Work to be completed: Copy all of the material below line for line without any changes, and leave the pictures out.
=== Given data ===
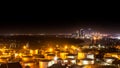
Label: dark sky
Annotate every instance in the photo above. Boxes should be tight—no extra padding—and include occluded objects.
[0,13,120,34]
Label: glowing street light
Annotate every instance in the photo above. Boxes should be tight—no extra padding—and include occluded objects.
[49,48,53,52]
[23,46,27,49]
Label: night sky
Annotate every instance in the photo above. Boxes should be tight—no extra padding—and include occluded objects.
[0,13,120,34]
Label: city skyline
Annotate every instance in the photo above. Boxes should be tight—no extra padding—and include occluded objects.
[0,15,120,34]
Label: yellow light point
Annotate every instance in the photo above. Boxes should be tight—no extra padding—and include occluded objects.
[71,46,76,50]
[65,46,68,49]
[49,48,53,52]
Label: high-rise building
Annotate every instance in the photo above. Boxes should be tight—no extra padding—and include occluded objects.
[79,29,85,38]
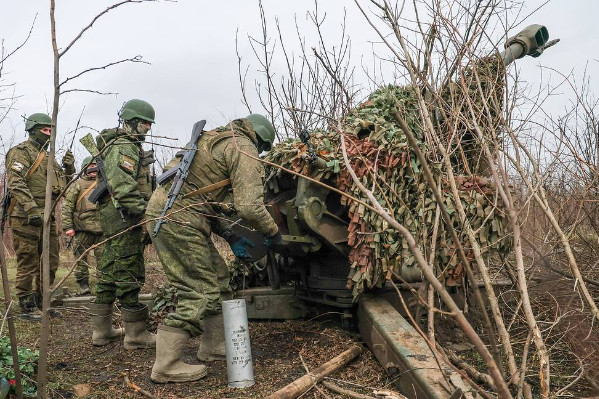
===
Result below:
Label: dark sky
Annotate every instance in the photo above. Boxes should be tight—no extra padding—and include occluded objects.
[0,13,120,34]
Label: glowing street light
Annotate every instance in the photo above. Boxes should be tight—no extra padding—and include occluded objects.
[49,48,53,52]
[23,46,27,49]
Label: night sky
Annotate every instance in the photo above. Boxes should be tight—no extra padding—and include occluded objects.
[0,13,120,34]
Label: city skyline
Annotate every instance in the photo above. Boxes should be tight—no extra padding—and include occluded objects.
[0,15,120,34]
Label: yellow light point
Annotate every instance in the photo above. Boxes should be tight—no extra padding—and include occluded objects.
[71,46,76,50]
[65,46,68,49]
[49,48,53,52]
Label: high-rise building
Annotate every instance in the photo above. Boxes should be tight—no extra padding—and include occluded objects.
[79,29,85,38]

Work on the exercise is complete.